## WHAT IS NEEDED
All lines below between the line with "Query: sunlit white" and the line with "point(340, 362)", including both, must be copied exactly, and the pictures must be omitted.

=== Begin Enclosure ===

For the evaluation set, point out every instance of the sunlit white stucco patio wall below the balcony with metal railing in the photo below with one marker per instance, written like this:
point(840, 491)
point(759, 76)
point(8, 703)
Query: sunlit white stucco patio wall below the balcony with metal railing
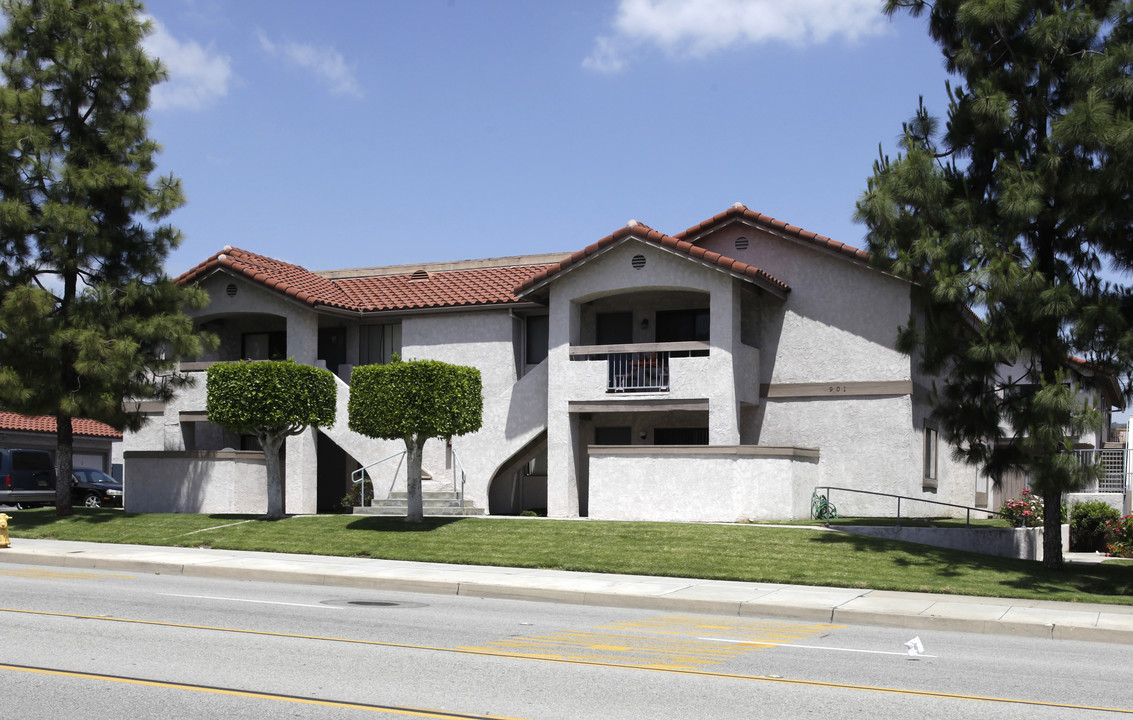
point(704, 484)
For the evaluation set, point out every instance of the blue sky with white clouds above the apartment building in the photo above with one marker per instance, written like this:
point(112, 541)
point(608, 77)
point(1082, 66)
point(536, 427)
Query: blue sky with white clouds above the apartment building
point(359, 133)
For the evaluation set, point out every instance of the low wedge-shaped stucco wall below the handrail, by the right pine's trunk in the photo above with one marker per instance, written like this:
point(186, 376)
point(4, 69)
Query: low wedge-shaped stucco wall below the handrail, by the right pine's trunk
point(1007, 543)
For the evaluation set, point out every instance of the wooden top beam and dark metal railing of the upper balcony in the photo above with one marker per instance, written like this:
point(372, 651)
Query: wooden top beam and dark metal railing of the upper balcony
point(638, 368)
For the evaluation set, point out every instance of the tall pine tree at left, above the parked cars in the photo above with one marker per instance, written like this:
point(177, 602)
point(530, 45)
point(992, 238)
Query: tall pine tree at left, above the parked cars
point(88, 317)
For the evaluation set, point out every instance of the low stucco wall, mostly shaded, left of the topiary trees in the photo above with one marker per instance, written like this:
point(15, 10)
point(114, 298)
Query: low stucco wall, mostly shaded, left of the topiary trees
point(226, 481)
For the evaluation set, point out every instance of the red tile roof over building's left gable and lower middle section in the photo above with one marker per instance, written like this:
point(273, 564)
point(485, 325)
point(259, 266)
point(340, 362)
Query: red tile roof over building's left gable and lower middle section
point(449, 289)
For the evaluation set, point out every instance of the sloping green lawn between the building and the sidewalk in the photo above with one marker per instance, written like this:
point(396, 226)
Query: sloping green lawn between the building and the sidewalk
point(735, 553)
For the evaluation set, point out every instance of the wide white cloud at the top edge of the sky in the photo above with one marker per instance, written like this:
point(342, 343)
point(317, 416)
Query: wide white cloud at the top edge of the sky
point(700, 28)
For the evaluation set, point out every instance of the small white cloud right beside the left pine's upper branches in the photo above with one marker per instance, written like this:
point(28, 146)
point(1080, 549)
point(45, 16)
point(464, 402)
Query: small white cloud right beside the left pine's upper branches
point(197, 75)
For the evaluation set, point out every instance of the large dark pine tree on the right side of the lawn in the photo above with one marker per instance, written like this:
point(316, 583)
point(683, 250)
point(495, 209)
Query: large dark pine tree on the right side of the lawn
point(1004, 222)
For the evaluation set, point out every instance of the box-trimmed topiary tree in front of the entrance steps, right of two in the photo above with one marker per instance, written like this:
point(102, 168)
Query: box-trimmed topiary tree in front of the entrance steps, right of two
point(415, 401)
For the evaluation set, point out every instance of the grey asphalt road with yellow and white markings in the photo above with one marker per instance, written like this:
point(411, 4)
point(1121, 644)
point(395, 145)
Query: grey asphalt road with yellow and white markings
point(108, 645)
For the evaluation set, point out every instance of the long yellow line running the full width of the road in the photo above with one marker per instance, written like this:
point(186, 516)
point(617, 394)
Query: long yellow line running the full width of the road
point(600, 664)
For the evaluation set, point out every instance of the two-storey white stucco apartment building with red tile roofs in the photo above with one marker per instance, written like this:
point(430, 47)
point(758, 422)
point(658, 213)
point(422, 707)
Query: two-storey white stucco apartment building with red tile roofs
point(721, 374)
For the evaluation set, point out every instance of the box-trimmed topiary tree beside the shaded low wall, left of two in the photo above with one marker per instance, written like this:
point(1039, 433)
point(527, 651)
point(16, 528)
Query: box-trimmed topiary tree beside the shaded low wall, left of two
point(271, 400)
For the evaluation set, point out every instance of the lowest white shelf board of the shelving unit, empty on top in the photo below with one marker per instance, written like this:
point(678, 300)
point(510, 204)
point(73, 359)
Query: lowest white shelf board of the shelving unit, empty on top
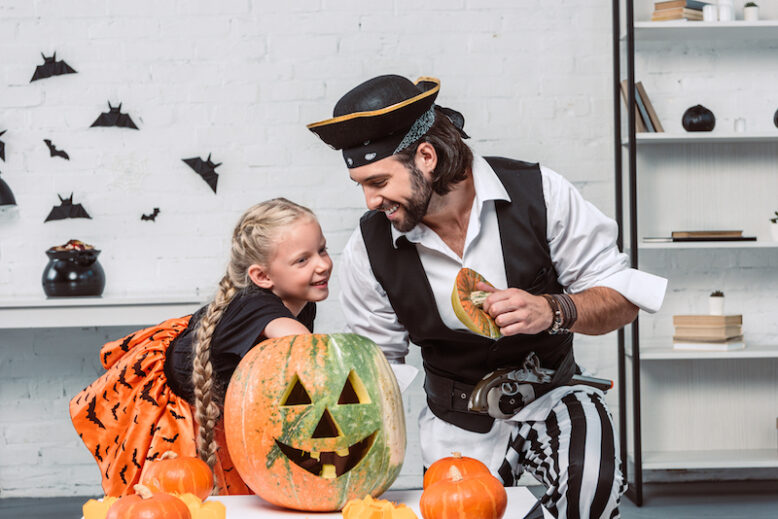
point(716, 459)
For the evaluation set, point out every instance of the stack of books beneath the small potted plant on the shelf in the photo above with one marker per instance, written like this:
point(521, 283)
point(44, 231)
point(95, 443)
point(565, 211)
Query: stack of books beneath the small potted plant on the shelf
point(708, 332)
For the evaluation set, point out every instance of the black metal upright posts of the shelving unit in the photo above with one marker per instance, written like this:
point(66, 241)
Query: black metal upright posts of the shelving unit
point(634, 486)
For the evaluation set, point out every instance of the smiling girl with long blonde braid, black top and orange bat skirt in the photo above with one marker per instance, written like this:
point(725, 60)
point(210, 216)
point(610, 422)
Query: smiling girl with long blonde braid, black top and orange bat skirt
point(159, 378)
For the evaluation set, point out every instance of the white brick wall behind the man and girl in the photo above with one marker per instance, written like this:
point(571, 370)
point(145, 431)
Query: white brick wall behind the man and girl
point(240, 79)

=== End Enclosure ===

## PROBLEM SOLUTION
Query: sunlit white stucco patio wall below the balcony with metal railing
point(704, 484)
For the evaluation set, point out every instance of the blue sky with white clouds above the apartment building in the photo above with one marker per instance, written like this:
point(112, 541)
point(608, 77)
point(1082, 66)
point(536, 427)
Query: blue sky with white clouds above the apartment building
point(359, 133)
For the evaluation set, point out every instance of the low wedge-shaped stucco wall below the handrail, by the right pine's trunk in the photo above with one marker per instance, written like this:
point(186, 376)
point(4, 69)
Query: low wedge-shaped stucco wall below the handrail, by the right pine's trunk
point(1007, 543)
For the evaluation set, point out every instance of the wooden top beam and dark metal railing of the upper balcony in the photo above with one marker per instance, written like this:
point(372, 651)
Query: wooden top beam and dark metal railing of the upper balcony
point(638, 368)
For the evaluation set, point out every instance of the tall pine tree at left, above the parked cars in the photo above with one marker per instance, written like this:
point(177, 602)
point(530, 45)
point(992, 238)
Query: tall pine tree at left, above the parked cars
point(88, 317)
For the evaluation set, point out every instance of the low stucco wall, mostly shaded, left of the topiary trees in the photo above with one marker per instance, written like this:
point(15, 10)
point(114, 298)
Query: low stucco wall, mostly shaded, left of the topiary trees
point(226, 481)
For the evaluation set, point out every instance of the red tile roof over building's left gable and lower middle section in the photo above with one marker per instance, written like this:
point(273, 564)
point(485, 325)
point(259, 266)
point(340, 362)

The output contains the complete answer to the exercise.